Cast: Laura Dern, Elizabeth Debicki, Jason Ritter, Ellen Burstyn, Frances Conroy, Common and Isabelle Nelisse


Filmmaking doesn’t get more inventive or more harrowing than The Tale. Jennifer Fox set out to interrogate her own memories and look into sexual abuse she suffered at the hands of adults who she thought were her friends. It’s a vital movie of the #MeToo movement, examining how predators prey on their victims and how those victims turn their pain inward and distort what really happened to avoid facing that pain. Led by a searing, complex performance from Laura Dern, The Tale is an essential movie, brilliantly made with thought and ingenuity, and one of the best films of 2018. – Matt Goldberg

Blade Runner 2049

Image via Alcon Entertainment / Warner Bros.

Director: Denis Villeneuve

Writers: Hampton Fancher and Michael Green

Cast: Ryan Gosling, Harrison Ford, Ana de Armas, Jared Leto, Sylvia Hoeks, Robin Wright, Mackenzie Davis, Carla Juri, and Dave Bautista

Here’s another film you probably should’ve seen in theaters, but may hold up a bit better on the small screen than Dunkirk. Filmmaker Denis Villeneuve (Arrival, Sicario) accomplished the impossible by crafting a genuinely great Blade Runner sequel with Blade Runner 2049. The story picks up decades after Ridley Scott’s first film and follows Ryan Gosling’s K as he investigates a mystery crucial to the events of the original movie. The film is full of twists and turns that evoke a number of emotional reactions, and Harrison Ford delivers a terrific performance reprising his role as Deckard. The cinematography by Roger Deakins is phenomenal, and rightfully earned the accomplished DP his first-ever Oscar. The film is indeed a long affair and plays out at its own pace, but if you get on Blade Runner 2049’s wavelength it’s a viewing experience you’ll really, really dig. – Adam Chitwood


Image via Warner Bros.
☆ ☆ ☆ ☆ ☆ ☆ ☆
• Short problem A: List the cast members given for The Tale in the movie roundup.
• Short problem B: Continue the movie roundup from the point where it stops, keeping its format.
☆ ☆ ☆ ☆ ☆ ☆ ☆
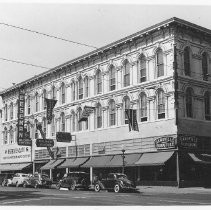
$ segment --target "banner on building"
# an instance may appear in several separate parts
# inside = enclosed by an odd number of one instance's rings
[[[95,109],[95,107],[92,107],[92,106],[84,106],[84,110],[83,110],[78,122],[87,121],[89,115],[94,111],[94,109]]]
[[[55,107],[57,100],[45,98],[45,101],[46,101],[46,106],[47,106],[47,109],[46,109],[47,123],[51,124],[52,117],[53,117],[53,108]]]
[[[26,138],[24,128],[24,113],[25,113],[25,91],[23,88],[19,89],[18,98],[18,125],[17,125],[17,143],[21,146],[31,146],[32,141]]]
[[[125,109],[125,115],[128,118],[129,131],[139,131],[136,110]]]

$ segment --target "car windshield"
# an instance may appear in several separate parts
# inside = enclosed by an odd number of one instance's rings
[[[127,179],[127,176],[125,174],[117,174],[118,179]]]

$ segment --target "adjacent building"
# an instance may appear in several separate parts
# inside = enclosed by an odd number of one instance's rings
[[[0,171],[42,170],[56,179],[83,170],[93,181],[124,170],[139,185],[208,185],[210,56],[210,30],[171,18],[2,91]],[[17,145],[22,87],[32,147]],[[45,98],[58,100],[51,124]],[[85,106],[94,112],[79,123]],[[129,131],[125,109],[136,110],[139,131]],[[36,146],[38,122],[59,159]],[[72,141],[57,142],[58,131]]]

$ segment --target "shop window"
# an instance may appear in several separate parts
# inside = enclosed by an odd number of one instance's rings
[[[38,93],[35,94],[35,112],[39,111],[39,96]]]
[[[101,106],[101,104],[97,104],[95,112],[96,112],[97,128],[101,128],[102,127],[102,106]]]
[[[64,85],[64,83],[62,83],[62,85],[61,85],[61,94],[62,94],[61,102],[62,102],[62,104],[64,104],[65,103],[65,85]]]
[[[190,49],[184,49],[184,72],[186,76],[190,76]]]
[[[159,48],[156,53],[157,77],[164,76],[163,51]]]
[[[186,90],[186,116],[193,117],[193,91],[191,88]]]
[[[86,76],[84,79],[84,84],[85,84],[85,98],[87,98],[89,96],[89,79]]]
[[[140,95],[140,121],[147,121],[147,96],[145,93]]]
[[[10,104],[10,119],[13,119],[13,103]]]
[[[78,109],[78,131],[82,130],[82,122],[79,122],[79,119],[81,118],[82,115],[82,109],[81,107]]]
[[[202,74],[203,80],[208,81],[208,56],[207,53],[202,54]]]
[[[126,60],[124,63],[123,73],[124,73],[124,76],[123,76],[124,87],[127,87],[130,85],[130,63],[128,60]]]
[[[139,59],[139,82],[146,81],[146,57],[142,54]]]
[[[128,116],[125,114],[125,110],[126,109],[130,109],[130,99],[129,97],[124,97],[124,100],[123,100],[123,106],[124,106],[124,123],[125,124],[129,124],[129,121],[128,121]]]
[[[157,110],[158,110],[158,119],[165,118],[165,98],[164,98],[164,91],[158,90],[157,93]]]
[[[78,99],[83,99],[83,80],[80,77],[78,80]]]
[[[205,111],[205,120],[211,120],[210,115],[210,93],[207,91],[204,94],[204,111]]]
[[[98,69],[96,74],[97,94],[102,93],[102,74]]]
[[[110,91],[116,89],[116,77],[115,77],[115,68],[112,65],[109,70],[109,87]]]
[[[112,99],[109,103],[109,125],[113,126],[116,124],[116,108],[115,101]]]
[[[61,132],[65,132],[65,115],[64,113],[61,114],[61,127],[60,127],[60,130]]]
[[[46,90],[43,90],[43,94],[42,94],[42,106],[43,106],[43,110],[46,109],[47,105],[46,105],[46,99],[47,98],[47,93]]]

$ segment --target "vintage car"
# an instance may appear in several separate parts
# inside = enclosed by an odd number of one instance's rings
[[[90,178],[89,174],[85,172],[70,172],[66,174],[58,183],[57,189],[68,188],[75,190],[78,188],[89,189]]]
[[[109,173],[107,178],[95,182],[94,189],[96,192],[99,192],[100,190],[112,190],[117,193],[126,190],[135,191],[136,187],[125,174]]]
[[[26,179],[23,182],[23,187],[34,187],[34,188],[38,188],[38,187],[46,187],[46,188],[50,188],[52,185],[52,180],[49,178],[49,176],[47,174],[40,174],[40,173],[35,173],[32,176],[28,177],[28,179]]]
[[[1,186],[9,186],[12,183],[12,178],[14,174],[6,173],[6,174],[0,174],[0,182]]]
[[[10,184],[7,184],[7,186],[15,185],[16,187],[19,187],[20,185],[23,185],[23,182],[28,179],[29,174],[24,173],[16,173]]]

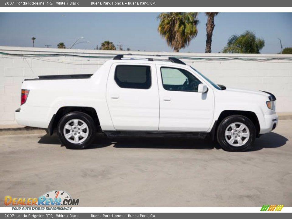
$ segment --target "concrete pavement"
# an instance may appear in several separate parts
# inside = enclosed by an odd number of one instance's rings
[[[292,207],[291,127],[280,121],[242,153],[209,140],[99,136],[72,150],[54,135],[2,136],[0,206],[60,189],[82,207]]]

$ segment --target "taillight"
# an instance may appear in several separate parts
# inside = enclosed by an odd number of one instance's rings
[[[28,96],[28,93],[30,92],[29,90],[21,89],[21,104],[22,105],[25,103]]]

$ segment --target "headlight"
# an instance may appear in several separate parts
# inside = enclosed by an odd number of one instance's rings
[[[275,106],[274,101],[267,101],[267,106],[270,109],[272,109],[272,110],[275,111]]]

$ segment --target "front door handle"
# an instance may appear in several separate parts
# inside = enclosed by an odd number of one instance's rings
[[[171,100],[171,98],[170,97],[164,97],[163,100],[165,102],[169,102]]]

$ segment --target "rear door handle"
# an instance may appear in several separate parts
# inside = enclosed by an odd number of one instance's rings
[[[118,99],[119,96],[112,96],[112,99]]]
[[[169,102],[171,100],[171,98],[170,97],[164,97],[163,98],[163,100],[165,102]]]

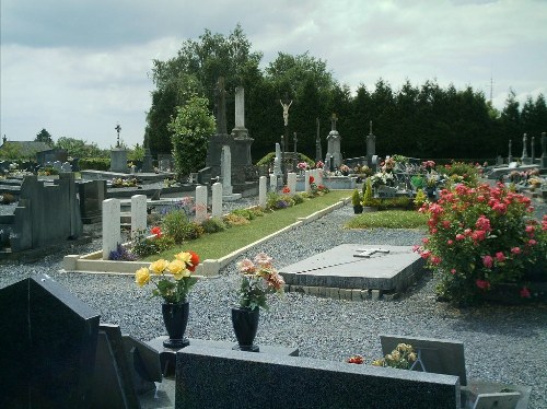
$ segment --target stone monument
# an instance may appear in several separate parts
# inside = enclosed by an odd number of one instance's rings
[[[369,122],[369,136],[366,137],[366,166],[372,167],[372,156],[376,154],[376,137],[372,133],[372,120]]]
[[[251,166],[251,145],[254,139],[248,136],[245,128],[245,90],[243,86],[235,89],[235,128],[232,130],[233,157],[232,170],[235,184],[245,183],[245,167]]]
[[[327,160],[330,159],[330,167],[339,167],[342,164],[342,155],[340,153],[340,140],[341,137],[336,130],[336,121],[338,118],[336,114],[333,114],[330,118],[331,129],[327,137]],[[327,162],[325,160],[325,162]]]
[[[527,135],[524,133],[522,136],[522,156],[521,156],[521,161],[525,165],[529,165],[531,164],[531,160],[528,157],[528,145],[527,145],[527,142],[528,142]]]
[[[542,133],[542,162],[540,167],[543,170],[547,168],[547,133]]]

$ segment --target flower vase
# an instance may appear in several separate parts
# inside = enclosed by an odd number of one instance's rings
☆ ☆ ☆ ☆ ☆ ☆ ☆
• Result A: Laura Dern, Elizabeth Debicki, Jason Ritter, Ellen Burstyn, Frances Conroy, Common, Isabelle Nelisse

• Result B:
Director/Writer: Christopher Nolan

Cast: Fionn Whitehead, Jack Lowden, Harry Styles, Aneurin Barnard, James D’Arcy, Barry Keoghan, Kenneth Branagh, Mark Rylance, and Tom Hard

HBO is probably not the optimal viewing experience for Dunkirk, but if you haven’t seen the film yet and don’t want to blind buy the Blu-ray (which you should), it’s worth checking out. Writer/director Christopher Nolan’s World War II-set thriller is an experiential piece of cinema that tracks the evacuation of Dunkirk from invading Nazis using three distinct points of view: the soldiers on the land waiting to be rescued, the boats on the sea porting the soldiers across the English channel back to England, and the planes in the sky providing cover fire from Nazi fighters. Nolan uses his signature narrative trickery to depict these three storylines happening at different points in time in way that adds increasing urgency to every frame, and Hoyte van Hoytema’s IMAX cinematography is beautiful. Again, you probably should’ve caught this in the theater and I can’t attest to how well it holds up in a home viewing experience, but it’s among Nolan’s absolute best films. – Adam Chitwood

Silence of the Lambs

Image via Orion Pictures

Director: Jonathan Demme

Writer: Ted Tally

Cast: Jodie Foster, Anthony Hopkins, Scott Glenn, Anthony Heald, and Ted Levine

Even if the figure of Anthony Hopkins’ Hannibal Lecter has been reduced to parody over the years through imitation and sequels, he still remains a towering figure in Jonathan Demme’s The Silence of the Lambs. Although the film exists inside the mold of a paperback thriller, the movie goes far beyond its genre by becoming a fascinating look at identity, weakness, gaze, self-destruction, and reinvention. The “quid pro quos” between Clarice Starling (Jodie Foster) and Lecter are the heart of the film, providing a dangerous dance between the two characters. The movie always comes right up to the edge of pulp before yanking us back into something truly terrifying and dangerous. – Matt Goldberg

Die Hard

Image via 20th Century Fox

Director: John McTiernan

Writers: Jeb Stuart and Steven E. de Souza

Cast: Bruce Willis, Bonnie Bedelia, Reginald VelJohnson, Paul Gleason, William Atherton, Hart Bochner, and Alan Rickman

Just one of the greatest action movies ever made, no big deal. If you haven’t seen this classic yet, it follows New York City cop John McClane (Bruce Willis) as he makes his way to Los Angeles to win back his wife Holly (Bonnie Bedelia) on Christmas Eve. However, the place where she works, Nakatomi Plaza, just happens to be under siege by mercenaries bent on collecting the bearer bonds in the building’s vault. Often replicated but never duplicated (even by the solid sequel Die Hard 2), Die Hard is infinitely watchable and a total blast from start to finish. Yippie-ki-yay… – Matt Goldberg

Wonder Woman

Image via Warner Bros.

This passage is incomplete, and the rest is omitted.